Ausgewählter Auszug:
%%

Hutch Mansell (Bob Odenkirk) mag wie der durchschnittliche Familienmann aussehen. Aber in Wirklichkeit ist er ein gefährlicher Killer, der einst für große Spionageagenturen gearbeitet hat. Sein Rückzug in den Ruhestand hat auch nur bedingt funktioniert. Im ersten Film hat sein Clinch mit russischen Gangstern eine Spur der Verwüstung hinterlassen.
Weil er dabei auch viel Geld dieser Kartelle verbrannte, ist er nun seinen ehemaligen Auftraggebern in der Regierung einiges schuldig, da diese ihn aus den Schulden herausgekauft haben. Doch die ständigen Jobs, die er nun übernehmen muss, um sie zurückzuzahlen, gehen an die Substanz seiner Ehe. Er sieht Frau Becca (Connie Nielsen) und die Kinder Brady (Gage Munroe) und Sammy (Paisley Cadorath) kaum noch, braucht eine Pause.

%%

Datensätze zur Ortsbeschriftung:
%%

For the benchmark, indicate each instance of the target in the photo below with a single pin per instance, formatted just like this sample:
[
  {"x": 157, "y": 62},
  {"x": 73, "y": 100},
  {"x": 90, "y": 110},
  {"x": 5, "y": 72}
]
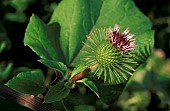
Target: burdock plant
[
  {"x": 96, "y": 44},
  {"x": 109, "y": 53}
]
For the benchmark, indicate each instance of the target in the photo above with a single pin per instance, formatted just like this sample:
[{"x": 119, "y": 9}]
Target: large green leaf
[
  {"x": 56, "y": 93},
  {"x": 30, "y": 82},
  {"x": 55, "y": 65},
  {"x": 36, "y": 37},
  {"x": 76, "y": 18}
]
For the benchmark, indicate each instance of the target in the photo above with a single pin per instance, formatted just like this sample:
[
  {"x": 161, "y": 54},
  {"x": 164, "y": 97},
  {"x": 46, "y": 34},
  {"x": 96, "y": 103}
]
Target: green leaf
[
  {"x": 145, "y": 43},
  {"x": 55, "y": 65},
  {"x": 76, "y": 18},
  {"x": 79, "y": 68},
  {"x": 36, "y": 37},
  {"x": 56, "y": 93},
  {"x": 4, "y": 72},
  {"x": 30, "y": 82},
  {"x": 109, "y": 93},
  {"x": 90, "y": 84}
]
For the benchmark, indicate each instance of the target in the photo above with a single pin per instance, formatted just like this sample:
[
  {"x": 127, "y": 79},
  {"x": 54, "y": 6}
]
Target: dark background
[
  {"x": 157, "y": 10},
  {"x": 13, "y": 27}
]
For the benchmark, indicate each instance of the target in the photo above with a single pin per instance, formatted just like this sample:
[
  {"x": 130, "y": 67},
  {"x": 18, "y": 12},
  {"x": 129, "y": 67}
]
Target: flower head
[
  {"x": 122, "y": 41},
  {"x": 105, "y": 57}
]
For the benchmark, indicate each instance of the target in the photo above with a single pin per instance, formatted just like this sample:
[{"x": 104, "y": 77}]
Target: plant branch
[{"x": 29, "y": 101}]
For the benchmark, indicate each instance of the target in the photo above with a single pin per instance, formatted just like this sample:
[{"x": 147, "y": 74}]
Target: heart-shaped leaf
[{"x": 30, "y": 82}]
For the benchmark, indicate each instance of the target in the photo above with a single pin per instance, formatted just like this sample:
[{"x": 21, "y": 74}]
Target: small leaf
[
  {"x": 90, "y": 84},
  {"x": 30, "y": 82},
  {"x": 4, "y": 72},
  {"x": 36, "y": 37},
  {"x": 79, "y": 68},
  {"x": 109, "y": 93},
  {"x": 82, "y": 108},
  {"x": 55, "y": 65},
  {"x": 56, "y": 93}
]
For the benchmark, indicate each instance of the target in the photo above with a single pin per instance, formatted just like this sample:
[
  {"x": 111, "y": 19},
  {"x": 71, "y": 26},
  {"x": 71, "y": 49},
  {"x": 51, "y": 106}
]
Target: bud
[{"x": 109, "y": 54}]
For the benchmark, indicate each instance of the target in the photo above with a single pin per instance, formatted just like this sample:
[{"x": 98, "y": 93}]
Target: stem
[{"x": 29, "y": 101}]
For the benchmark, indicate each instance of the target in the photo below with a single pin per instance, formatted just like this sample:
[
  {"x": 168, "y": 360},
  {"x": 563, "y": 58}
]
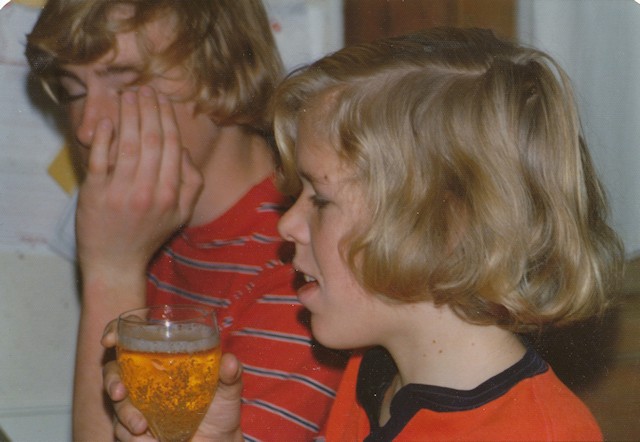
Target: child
[
  {"x": 446, "y": 204},
  {"x": 141, "y": 82}
]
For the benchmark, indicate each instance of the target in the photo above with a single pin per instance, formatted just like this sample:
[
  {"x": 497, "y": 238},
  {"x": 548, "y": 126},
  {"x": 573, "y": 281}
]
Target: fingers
[
  {"x": 129, "y": 145},
  {"x": 231, "y": 373},
  {"x": 154, "y": 144},
  {"x": 130, "y": 420},
  {"x": 112, "y": 381},
  {"x": 98, "y": 166},
  {"x": 110, "y": 335}
]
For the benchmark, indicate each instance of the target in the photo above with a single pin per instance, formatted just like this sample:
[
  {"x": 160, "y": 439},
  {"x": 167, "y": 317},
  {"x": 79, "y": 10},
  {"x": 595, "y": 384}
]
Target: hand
[
  {"x": 221, "y": 423},
  {"x": 128, "y": 209}
]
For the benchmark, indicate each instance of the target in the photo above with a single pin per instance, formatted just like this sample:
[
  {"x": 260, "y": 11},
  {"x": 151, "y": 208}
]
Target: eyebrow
[{"x": 108, "y": 71}]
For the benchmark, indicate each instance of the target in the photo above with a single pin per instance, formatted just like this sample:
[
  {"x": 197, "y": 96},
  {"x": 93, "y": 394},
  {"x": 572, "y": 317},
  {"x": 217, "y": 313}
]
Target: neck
[
  {"x": 434, "y": 346},
  {"x": 440, "y": 348},
  {"x": 238, "y": 161}
]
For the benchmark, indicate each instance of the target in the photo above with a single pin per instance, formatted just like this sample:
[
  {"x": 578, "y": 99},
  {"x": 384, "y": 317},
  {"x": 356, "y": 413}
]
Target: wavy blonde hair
[
  {"x": 225, "y": 46},
  {"x": 482, "y": 191}
]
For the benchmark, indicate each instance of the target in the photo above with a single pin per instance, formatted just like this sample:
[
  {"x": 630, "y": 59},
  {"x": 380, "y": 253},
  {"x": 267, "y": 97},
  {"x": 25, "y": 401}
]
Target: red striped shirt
[{"x": 233, "y": 263}]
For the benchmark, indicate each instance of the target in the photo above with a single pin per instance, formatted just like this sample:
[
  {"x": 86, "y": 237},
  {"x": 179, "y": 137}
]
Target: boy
[{"x": 181, "y": 90}]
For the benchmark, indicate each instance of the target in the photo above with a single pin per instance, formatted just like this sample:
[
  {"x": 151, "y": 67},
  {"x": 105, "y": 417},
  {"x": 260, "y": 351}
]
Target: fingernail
[{"x": 129, "y": 97}]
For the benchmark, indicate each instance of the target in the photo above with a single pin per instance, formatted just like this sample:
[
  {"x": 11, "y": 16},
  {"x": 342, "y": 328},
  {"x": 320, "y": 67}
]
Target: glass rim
[{"x": 203, "y": 312}]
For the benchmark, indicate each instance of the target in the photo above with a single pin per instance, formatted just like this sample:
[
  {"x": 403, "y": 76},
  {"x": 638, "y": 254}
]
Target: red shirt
[
  {"x": 525, "y": 402},
  {"x": 233, "y": 264}
]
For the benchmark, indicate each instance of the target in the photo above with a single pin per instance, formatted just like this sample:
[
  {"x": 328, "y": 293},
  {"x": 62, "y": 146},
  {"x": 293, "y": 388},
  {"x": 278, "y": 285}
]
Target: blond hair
[
  {"x": 482, "y": 192},
  {"x": 226, "y": 46}
]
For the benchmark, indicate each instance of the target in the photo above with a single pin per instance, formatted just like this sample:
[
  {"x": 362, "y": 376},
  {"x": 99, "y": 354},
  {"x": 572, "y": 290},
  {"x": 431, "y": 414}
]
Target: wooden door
[{"x": 366, "y": 20}]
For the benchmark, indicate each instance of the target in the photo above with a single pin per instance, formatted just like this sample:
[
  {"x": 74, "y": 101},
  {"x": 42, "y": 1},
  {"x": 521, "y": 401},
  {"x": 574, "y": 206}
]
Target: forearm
[{"x": 104, "y": 298}]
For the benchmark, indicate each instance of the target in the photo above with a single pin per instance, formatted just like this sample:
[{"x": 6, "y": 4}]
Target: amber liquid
[{"x": 172, "y": 384}]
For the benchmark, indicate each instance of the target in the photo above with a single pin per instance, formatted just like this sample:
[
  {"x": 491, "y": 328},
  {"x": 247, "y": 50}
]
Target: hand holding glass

%%

Aufgabe: Schreib den Auszug über Hutch Mansell ab seinem letzten Satz weiter.

Antwort:
Diese nimmt er sich auch, auch wenn seine Kontaktperson, der Barber (Colin Salmon) meint, Verbrechen folge ihm doch sowieso auf Schritt und Tritt. Da hat dieser nicht ganz Unrecht. Hutch packt die ganze Familie inklusive seinem Vater David (Christopher Lloyd) ins Auto, und fährt in den bereits heruntergekommenen Wasserpark Plummersville, wohin letzterer ihn und seinen Bruder Harry (RZA) einst zum Urlaub brachte. Doch entspannen ist nicht drinnen. Der Park steht unter der Fuchtel der fiesen Lendina (Sharon Stone). Dessen Betreiber Wyatt (John Ortiz), hat so wie Hutch, ebenfalls Schulden, die er abarbeiten muss. Und Lendinas Handlangern, unter anderem den Sheriff Abel (Colin Hanks), ist der schlagsichere Hutch in der Stadt natürlich ein Dorn im Auge. Hutch möchte zunächst auch gar nicht mitmischen. Doch dann stören sie ihm beim “Erinnerungen sammeln” und er legt sich mit den Fieslingen an.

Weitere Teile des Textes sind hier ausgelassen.